━━ Data supplied
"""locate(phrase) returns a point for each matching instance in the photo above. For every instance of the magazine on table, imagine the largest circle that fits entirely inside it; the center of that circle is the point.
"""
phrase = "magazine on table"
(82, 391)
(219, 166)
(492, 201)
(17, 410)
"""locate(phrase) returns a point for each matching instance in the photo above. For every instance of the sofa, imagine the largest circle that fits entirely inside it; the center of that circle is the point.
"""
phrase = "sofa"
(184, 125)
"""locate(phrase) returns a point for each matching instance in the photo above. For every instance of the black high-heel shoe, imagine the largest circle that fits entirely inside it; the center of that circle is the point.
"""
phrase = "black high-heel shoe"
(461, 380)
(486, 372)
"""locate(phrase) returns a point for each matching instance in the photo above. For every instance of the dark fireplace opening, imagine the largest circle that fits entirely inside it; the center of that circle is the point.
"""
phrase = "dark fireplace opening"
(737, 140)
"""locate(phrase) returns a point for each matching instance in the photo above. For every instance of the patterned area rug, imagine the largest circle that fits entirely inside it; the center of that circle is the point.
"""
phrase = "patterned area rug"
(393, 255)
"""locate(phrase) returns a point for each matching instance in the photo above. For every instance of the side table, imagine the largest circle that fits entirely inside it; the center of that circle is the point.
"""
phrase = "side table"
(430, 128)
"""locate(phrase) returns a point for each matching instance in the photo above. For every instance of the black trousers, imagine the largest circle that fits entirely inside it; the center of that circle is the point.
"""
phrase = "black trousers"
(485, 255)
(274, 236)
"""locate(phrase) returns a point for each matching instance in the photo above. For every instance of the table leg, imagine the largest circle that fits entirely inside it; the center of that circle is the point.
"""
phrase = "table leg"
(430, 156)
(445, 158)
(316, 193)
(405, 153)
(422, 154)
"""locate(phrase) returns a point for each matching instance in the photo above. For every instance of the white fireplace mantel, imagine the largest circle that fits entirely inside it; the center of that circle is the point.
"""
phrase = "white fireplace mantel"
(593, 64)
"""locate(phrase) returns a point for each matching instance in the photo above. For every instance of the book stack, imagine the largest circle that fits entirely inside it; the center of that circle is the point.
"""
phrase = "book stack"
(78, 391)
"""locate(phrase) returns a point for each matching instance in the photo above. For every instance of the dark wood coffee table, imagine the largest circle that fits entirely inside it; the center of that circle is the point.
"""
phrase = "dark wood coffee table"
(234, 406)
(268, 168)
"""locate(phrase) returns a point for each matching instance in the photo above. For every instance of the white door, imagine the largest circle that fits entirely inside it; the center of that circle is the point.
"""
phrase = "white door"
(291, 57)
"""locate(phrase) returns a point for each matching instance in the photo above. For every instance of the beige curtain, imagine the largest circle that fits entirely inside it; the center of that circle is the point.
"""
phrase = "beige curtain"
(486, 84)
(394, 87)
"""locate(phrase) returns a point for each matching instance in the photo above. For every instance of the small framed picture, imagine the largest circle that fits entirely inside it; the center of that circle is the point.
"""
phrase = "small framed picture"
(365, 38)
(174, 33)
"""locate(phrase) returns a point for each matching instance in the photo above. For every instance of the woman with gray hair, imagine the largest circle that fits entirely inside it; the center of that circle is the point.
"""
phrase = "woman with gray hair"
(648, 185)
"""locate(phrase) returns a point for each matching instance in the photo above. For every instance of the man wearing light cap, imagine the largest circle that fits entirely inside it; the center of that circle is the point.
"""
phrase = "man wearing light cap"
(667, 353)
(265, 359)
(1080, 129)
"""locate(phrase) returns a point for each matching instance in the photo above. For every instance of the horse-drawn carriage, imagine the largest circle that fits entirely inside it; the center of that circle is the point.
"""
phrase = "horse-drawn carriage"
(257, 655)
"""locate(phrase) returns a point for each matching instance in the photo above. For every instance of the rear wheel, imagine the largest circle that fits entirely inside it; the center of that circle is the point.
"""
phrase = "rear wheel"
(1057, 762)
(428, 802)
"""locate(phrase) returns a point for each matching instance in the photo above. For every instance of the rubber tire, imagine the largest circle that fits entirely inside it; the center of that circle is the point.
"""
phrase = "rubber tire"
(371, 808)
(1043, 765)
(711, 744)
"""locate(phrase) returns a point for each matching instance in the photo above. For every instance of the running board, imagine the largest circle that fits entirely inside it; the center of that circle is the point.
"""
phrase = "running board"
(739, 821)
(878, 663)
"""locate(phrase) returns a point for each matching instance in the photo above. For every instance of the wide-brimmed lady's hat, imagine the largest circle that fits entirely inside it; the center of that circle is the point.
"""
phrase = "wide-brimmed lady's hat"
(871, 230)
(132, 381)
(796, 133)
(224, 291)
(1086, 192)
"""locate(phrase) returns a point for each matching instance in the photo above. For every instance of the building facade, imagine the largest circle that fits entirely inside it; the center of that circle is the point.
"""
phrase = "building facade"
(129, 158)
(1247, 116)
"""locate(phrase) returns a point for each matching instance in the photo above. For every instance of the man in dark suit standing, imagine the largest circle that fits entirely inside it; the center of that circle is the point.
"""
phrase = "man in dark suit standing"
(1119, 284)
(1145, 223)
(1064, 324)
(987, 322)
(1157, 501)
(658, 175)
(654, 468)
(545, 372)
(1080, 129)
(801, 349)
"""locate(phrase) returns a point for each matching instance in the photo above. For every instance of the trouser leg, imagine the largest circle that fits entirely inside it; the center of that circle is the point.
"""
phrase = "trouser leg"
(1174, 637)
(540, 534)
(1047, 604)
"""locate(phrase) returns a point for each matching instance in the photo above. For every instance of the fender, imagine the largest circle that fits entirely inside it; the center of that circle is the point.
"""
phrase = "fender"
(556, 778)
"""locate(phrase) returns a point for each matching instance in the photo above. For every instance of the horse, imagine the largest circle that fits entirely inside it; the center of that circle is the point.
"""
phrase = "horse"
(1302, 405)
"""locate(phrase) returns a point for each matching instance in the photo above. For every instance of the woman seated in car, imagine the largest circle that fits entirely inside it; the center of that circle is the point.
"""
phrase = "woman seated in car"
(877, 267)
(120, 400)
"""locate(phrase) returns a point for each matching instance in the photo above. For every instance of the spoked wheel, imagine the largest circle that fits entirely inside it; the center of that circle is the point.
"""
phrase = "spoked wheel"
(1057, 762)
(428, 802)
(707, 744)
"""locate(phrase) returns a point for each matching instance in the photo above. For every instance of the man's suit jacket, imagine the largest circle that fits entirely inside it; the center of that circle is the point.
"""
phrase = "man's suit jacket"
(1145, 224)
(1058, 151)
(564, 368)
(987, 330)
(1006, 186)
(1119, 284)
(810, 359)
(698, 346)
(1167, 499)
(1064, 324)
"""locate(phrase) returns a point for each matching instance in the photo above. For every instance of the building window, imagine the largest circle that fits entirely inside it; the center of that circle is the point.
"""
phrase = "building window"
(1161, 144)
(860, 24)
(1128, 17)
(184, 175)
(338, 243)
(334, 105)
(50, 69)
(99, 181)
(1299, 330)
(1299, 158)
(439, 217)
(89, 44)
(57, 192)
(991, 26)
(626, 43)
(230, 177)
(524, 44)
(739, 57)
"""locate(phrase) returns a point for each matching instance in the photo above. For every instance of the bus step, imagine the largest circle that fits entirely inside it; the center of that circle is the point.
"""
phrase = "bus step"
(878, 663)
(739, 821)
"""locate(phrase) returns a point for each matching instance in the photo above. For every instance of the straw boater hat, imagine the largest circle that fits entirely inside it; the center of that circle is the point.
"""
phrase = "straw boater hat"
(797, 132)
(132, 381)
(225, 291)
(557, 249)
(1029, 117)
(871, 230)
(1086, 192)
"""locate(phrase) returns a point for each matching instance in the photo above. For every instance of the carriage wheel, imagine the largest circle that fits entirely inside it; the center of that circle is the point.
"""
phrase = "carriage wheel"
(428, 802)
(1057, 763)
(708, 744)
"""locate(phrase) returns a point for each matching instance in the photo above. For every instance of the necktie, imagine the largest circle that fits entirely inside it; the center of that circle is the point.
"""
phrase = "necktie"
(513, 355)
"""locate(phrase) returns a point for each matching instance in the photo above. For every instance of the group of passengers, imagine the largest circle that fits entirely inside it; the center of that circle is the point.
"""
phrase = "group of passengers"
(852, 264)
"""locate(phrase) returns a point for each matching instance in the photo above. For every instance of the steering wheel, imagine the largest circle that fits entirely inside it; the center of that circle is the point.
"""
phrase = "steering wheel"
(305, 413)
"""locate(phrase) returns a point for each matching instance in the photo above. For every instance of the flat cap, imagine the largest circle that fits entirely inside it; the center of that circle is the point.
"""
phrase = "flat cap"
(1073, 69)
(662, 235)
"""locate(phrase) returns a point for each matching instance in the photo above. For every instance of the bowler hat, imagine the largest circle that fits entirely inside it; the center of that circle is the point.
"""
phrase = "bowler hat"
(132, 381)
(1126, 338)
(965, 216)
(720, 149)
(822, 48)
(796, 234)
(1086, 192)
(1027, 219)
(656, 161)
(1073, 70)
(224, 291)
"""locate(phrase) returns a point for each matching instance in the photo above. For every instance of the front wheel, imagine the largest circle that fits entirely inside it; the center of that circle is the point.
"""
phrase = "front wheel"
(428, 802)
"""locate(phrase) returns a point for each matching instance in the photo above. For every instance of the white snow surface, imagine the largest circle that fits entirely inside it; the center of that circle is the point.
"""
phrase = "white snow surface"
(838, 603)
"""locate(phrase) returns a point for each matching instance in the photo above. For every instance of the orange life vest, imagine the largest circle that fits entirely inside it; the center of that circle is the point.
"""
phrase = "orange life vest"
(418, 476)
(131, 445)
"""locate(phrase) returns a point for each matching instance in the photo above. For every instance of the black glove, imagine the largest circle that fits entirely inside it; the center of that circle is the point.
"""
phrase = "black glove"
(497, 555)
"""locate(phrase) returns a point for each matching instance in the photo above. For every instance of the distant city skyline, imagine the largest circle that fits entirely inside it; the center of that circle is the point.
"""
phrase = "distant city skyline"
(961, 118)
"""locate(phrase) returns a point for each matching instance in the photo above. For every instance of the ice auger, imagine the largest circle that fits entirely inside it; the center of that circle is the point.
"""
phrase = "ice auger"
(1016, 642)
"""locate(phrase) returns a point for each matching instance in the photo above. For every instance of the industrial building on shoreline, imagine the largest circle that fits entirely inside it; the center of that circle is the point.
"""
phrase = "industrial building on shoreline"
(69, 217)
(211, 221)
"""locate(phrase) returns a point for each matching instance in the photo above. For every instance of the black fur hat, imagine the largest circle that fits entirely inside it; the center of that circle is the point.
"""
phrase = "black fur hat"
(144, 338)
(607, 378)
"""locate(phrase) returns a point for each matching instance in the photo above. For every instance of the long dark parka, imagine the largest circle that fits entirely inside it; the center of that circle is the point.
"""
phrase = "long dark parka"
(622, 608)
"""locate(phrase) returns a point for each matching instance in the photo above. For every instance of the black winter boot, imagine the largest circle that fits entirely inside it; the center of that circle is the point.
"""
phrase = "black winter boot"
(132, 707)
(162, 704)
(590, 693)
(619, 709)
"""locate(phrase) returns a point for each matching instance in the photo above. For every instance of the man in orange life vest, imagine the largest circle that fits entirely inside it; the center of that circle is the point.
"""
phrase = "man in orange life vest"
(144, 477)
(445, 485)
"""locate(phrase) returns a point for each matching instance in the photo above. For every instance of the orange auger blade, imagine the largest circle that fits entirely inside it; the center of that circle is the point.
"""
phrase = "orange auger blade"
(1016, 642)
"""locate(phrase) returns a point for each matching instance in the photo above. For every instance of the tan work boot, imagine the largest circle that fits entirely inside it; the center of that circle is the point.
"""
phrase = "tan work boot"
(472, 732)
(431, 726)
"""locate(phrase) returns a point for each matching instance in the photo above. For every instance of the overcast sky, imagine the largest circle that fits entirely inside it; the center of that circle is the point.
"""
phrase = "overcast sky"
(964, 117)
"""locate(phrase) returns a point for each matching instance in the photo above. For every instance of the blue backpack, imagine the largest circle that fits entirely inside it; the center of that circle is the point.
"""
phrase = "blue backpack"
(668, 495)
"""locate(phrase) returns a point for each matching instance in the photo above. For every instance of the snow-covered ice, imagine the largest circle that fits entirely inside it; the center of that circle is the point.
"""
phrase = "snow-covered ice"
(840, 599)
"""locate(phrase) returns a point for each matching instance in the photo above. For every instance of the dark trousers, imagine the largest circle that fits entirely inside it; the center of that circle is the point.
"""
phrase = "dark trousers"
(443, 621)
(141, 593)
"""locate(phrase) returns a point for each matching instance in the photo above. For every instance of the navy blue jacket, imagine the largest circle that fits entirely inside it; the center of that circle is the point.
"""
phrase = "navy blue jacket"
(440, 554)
━━━━
▸ What the exercise asks:
Each line from the top of the records above through the line containing "the sofa, imagine" needs to be transcribed exactly, and no line after it.

▸ Answer to the problem:
"""locate(phrase) returns a point for each matching instance in the photo above. For every instance of the magazine on table, imagine the largest circle that fits entirely inside it; the center of that circle is the point.
"""
phrase = "magazine on table"
(82, 391)
(219, 166)
(492, 201)
(17, 410)
"""locate(phrase) returns a point for each matching instance in the photo above. For every instance of the sofa, imagine the largest circle that fits entirely inside it; the center of that circle is the point.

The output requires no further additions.